Г. Ю. Я считаю, что “Мастер и Маргарита” относится к той трагической категории текстов, которые перетекают в детско-подростковое чтение вне зависимости от изначального желания автора. Надо полагать, Булгаков бы очень удивился, узнай он, что его книга становится чтением для подростков. “Мастер и Маргарита” идеален для чтения в четырнадцать, пятнадцать, шестнадцать лет, и книга все больше и больше в эту нишу съезжает. Не могу сказать, что хорошо или плохо отношусь к роману. Что называется, я из него состою – он является частью моего культурного анамнеза, которую очень трудно от себя отделить. Это прекрасная, очень глубокая книга, которую надо прочитать и полюбить в юности, а что с ней делать дальше, уже другая история. Не сказала бы, что роман облегченный: он юношеский, рассчитанный на молодого читателя.
С. В. А есть ли, по-вашему, значительный московский пласт в “Докторе Живаго”?

ПРИВЕДЁННЫЕ ЗАПИСИ:
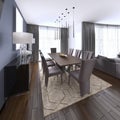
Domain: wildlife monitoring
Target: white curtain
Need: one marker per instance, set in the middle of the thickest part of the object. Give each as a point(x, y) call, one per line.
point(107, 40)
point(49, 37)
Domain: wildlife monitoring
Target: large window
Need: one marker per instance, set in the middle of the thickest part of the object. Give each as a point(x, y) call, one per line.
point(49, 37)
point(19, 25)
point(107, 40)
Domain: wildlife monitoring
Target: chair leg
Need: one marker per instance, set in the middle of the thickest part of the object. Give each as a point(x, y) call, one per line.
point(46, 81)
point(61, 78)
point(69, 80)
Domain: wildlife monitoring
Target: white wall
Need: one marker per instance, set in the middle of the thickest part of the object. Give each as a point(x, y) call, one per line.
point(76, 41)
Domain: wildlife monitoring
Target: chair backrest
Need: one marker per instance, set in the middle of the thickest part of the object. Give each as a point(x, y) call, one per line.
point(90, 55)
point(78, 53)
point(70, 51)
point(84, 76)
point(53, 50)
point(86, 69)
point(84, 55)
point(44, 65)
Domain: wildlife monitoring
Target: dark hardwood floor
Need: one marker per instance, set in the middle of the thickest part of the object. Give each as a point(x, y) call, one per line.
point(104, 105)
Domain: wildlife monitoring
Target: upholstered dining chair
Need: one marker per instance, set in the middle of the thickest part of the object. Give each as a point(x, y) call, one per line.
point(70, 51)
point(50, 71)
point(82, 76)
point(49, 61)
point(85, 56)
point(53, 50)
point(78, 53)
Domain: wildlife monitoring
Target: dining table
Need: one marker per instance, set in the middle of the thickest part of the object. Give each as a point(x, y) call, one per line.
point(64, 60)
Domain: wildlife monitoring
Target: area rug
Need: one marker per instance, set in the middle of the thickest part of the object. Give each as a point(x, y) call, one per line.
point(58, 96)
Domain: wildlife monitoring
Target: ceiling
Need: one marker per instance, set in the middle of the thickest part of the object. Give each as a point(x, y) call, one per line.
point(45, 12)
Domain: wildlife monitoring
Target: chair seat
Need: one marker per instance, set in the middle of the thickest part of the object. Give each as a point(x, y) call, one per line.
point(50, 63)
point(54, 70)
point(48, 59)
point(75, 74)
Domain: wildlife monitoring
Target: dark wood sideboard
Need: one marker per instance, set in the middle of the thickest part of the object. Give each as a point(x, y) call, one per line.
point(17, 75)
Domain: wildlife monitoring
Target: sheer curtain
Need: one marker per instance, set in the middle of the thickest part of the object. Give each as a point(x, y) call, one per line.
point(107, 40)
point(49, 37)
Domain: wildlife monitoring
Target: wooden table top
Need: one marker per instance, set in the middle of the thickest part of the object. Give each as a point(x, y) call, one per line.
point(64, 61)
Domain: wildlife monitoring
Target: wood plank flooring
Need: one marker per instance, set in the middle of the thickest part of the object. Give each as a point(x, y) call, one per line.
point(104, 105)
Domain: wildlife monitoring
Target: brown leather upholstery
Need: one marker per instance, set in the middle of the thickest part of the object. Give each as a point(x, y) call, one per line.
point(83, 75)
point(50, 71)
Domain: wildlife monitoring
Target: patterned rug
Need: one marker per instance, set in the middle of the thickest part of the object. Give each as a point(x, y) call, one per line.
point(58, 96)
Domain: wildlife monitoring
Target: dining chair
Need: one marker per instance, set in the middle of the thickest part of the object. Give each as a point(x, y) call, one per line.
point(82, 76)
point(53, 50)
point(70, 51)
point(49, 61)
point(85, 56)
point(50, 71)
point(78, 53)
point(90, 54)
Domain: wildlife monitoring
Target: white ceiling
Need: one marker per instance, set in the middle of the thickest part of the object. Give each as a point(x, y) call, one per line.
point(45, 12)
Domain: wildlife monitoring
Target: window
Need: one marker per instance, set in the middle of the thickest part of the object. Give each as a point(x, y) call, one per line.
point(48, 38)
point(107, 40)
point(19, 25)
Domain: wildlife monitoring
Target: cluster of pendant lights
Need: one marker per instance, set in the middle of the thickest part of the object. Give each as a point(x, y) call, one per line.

ЦЕЛЬ ЗАДАНИЯ:
Ответьте на вопросы по исходному тексту:
(a) Для чтения в каком возрасте, по словам Г. Ю., идеален «Мастер и Маргарита»?
(b) Каким Г. Ю. называет роман, отвергая определение «облегченный»?
(c) Наличие какого пласта в «Докторе Живаго» интересует С. В.?
Записи никак не связаны с исходным текстом.

ПИСЬМЕННЫЙ ОТВЕТ:
(a) В четырнадцать, пятнадцать, шестнадцать лет.
(b) Юношеским, рассчитанным на молодого читателя.
(c) Значительного московского пласта.